**Given request:**
Rewrite the material from the line containing "Target: woman with long brown hair" through the end, keeping every line, requests included, and scaling each point coordinate in the answers by 0.35. Round each result to a whole number, with halves rounded up.

**Data supplied:**
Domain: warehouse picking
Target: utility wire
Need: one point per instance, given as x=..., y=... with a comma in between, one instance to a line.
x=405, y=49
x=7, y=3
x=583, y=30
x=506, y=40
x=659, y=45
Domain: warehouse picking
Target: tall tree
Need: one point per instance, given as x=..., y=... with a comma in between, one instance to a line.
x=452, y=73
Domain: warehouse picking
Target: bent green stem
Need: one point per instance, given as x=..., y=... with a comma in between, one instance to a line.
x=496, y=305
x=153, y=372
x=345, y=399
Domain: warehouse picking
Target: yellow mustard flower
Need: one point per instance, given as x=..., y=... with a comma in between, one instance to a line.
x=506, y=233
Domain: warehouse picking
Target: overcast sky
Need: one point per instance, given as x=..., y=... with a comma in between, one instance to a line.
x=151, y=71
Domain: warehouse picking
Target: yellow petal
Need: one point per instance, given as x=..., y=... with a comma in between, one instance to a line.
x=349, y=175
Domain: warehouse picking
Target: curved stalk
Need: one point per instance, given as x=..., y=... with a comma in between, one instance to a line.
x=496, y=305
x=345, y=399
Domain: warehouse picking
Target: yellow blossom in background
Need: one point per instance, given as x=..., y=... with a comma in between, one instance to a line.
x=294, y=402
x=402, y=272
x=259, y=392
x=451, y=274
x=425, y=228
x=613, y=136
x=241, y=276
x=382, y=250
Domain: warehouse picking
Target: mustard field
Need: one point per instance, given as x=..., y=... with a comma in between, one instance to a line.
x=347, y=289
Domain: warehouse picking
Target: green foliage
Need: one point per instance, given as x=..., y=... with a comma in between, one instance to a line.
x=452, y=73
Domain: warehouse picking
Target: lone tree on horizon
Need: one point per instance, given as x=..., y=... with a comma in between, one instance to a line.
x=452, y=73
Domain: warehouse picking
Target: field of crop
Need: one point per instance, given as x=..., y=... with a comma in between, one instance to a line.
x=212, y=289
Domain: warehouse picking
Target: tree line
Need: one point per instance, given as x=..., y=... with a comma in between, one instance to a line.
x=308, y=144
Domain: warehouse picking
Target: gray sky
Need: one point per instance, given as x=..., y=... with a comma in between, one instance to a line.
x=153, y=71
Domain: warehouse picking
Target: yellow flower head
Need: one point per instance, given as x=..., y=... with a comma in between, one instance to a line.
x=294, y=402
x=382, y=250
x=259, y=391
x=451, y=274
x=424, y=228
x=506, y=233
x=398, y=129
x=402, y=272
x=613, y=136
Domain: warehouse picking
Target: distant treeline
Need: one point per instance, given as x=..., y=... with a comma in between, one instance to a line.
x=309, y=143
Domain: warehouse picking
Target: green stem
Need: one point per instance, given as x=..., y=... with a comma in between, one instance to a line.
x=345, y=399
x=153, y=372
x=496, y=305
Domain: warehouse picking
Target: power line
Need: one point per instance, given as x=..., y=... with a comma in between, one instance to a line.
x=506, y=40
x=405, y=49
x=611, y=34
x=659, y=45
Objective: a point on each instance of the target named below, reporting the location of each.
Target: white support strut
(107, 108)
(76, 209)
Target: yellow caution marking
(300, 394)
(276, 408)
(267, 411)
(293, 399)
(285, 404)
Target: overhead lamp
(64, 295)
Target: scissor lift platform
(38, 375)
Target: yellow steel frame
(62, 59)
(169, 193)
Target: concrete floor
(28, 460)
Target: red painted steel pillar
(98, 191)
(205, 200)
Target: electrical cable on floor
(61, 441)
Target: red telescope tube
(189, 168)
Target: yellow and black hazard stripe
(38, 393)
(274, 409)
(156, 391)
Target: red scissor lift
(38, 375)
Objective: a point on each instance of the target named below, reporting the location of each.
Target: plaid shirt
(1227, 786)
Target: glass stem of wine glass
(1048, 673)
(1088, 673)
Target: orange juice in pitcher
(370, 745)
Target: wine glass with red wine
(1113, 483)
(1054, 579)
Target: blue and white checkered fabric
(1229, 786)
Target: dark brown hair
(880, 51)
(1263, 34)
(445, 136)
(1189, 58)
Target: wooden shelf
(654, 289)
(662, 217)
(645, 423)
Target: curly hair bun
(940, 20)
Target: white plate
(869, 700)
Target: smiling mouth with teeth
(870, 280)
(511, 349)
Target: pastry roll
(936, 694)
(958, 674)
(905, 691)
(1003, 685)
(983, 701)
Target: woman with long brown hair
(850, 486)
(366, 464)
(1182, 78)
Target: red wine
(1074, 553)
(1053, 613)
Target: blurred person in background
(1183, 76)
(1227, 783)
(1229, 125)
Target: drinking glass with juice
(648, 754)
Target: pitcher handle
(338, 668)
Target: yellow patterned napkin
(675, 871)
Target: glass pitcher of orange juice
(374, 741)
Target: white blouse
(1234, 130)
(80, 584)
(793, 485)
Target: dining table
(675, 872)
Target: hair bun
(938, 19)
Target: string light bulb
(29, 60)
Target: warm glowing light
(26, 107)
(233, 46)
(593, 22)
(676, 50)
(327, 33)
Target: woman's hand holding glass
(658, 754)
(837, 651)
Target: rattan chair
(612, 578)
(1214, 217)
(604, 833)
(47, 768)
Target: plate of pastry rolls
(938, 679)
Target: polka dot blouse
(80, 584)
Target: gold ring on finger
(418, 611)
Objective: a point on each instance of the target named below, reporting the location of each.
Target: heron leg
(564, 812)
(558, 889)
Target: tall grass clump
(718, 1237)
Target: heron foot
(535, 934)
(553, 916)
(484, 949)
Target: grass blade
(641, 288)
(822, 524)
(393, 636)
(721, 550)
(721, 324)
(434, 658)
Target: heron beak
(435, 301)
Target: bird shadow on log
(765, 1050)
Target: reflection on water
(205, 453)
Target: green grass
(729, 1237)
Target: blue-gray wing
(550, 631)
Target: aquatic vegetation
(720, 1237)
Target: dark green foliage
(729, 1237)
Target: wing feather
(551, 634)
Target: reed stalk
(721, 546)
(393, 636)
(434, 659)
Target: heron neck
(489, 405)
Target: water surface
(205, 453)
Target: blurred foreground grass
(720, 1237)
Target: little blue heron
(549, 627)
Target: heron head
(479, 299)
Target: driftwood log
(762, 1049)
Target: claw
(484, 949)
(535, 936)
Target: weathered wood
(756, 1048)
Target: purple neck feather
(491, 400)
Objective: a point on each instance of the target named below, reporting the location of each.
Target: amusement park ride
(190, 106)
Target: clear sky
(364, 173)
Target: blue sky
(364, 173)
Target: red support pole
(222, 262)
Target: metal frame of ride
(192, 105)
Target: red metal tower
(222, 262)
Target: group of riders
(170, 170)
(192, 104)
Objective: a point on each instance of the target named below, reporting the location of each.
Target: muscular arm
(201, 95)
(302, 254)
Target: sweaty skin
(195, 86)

**Solution for this problem:**
Target: woman with long brown hair
(298, 170)
(128, 162)
(414, 27)
Target: red wine
(376, 194)
(369, 215)
Target: blurred person in background
(414, 27)
(429, 274)
(430, 44)
Target: drinking glass with juice
(227, 264)
Target: pitcher handle
(118, 234)
Target: yellow patterned napkin
(236, 305)
Target: glass pitcher of orange juice
(131, 259)
Target: white blouse
(432, 46)
(28, 204)
(278, 170)
Target: dining table
(236, 305)
Target: hair bun
(328, 7)
Target: string light bulb
(10, 21)
Target: warm glowing light
(9, 37)
(82, 16)
(208, 8)
(237, 18)
(114, 12)
Target: woman's hand holding glass
(230, 264)
(293, 228)
Target: rattan chair
(214, 202)
(425, 76)
(211, 292)
(16, 269)
Target: plate of pastry rolls
(328, 238)
Target: polka dot blouse
(28, 204)
Target: gold ring on finger
(146, 214)
Objective: a point on each instance of the target named below, reporting the location of each.
Target: heron leg
(197, 284)
(195, 311)
Target: tall grass clump
(251, 433)
Target: heron foot
(187, 327)
(194, 321)
(169, 332)
Target: grass blade
(224, 101)
(288, 183)
(138, 223)
(252, 193)
(252, 113)
(152, 230)
Target: heron beak
(152, 105)
Target: bird shadow on log
(268, 368)
Target: reflection on water
(72, 159)
Target: green grass
(255, 433)
Target: blue-gray wing
(193, 221)
Target: aquatic vegetation
(252, 433)
Target: dark green foliage
(255, 433)
Target: wing feather
(193, 222)
Target: reed stalk
(252, 191)
(138, 223)
(152, 231)
Target: heron neck
(171, 142)
Target: water surface
(72, 159)
Target: blurred foreground grass
(252, 433)
Target: little blue heron
(192, 219)
Target: heron head
(168, 105)
Target: driftwood log
(267, 367)
Target: claw
(169, 332)
(187, 328)
Target: weathered wood
(265, 367)
Target: purple neck feather
(172, 140)
Objective: a point on each instance of the target named below, reporting the location of each.
Target: amusement park ride
(67, 37)
Target: clear sky
(127, 61)
Target: blue sky
(127, 61)
Target: red support pole
(78, 92)
Target: metal frame of ride
(67, 37)
Target: red metal tower
(78, 92)
Target: group of riders
(60, 60)
(67, 36)
Objective: a point on each instance of the target named below, reporting the location of each.
Target: muscular arm
(70, 33)
(106, 89)
Target: sweaty skin
(68, 30)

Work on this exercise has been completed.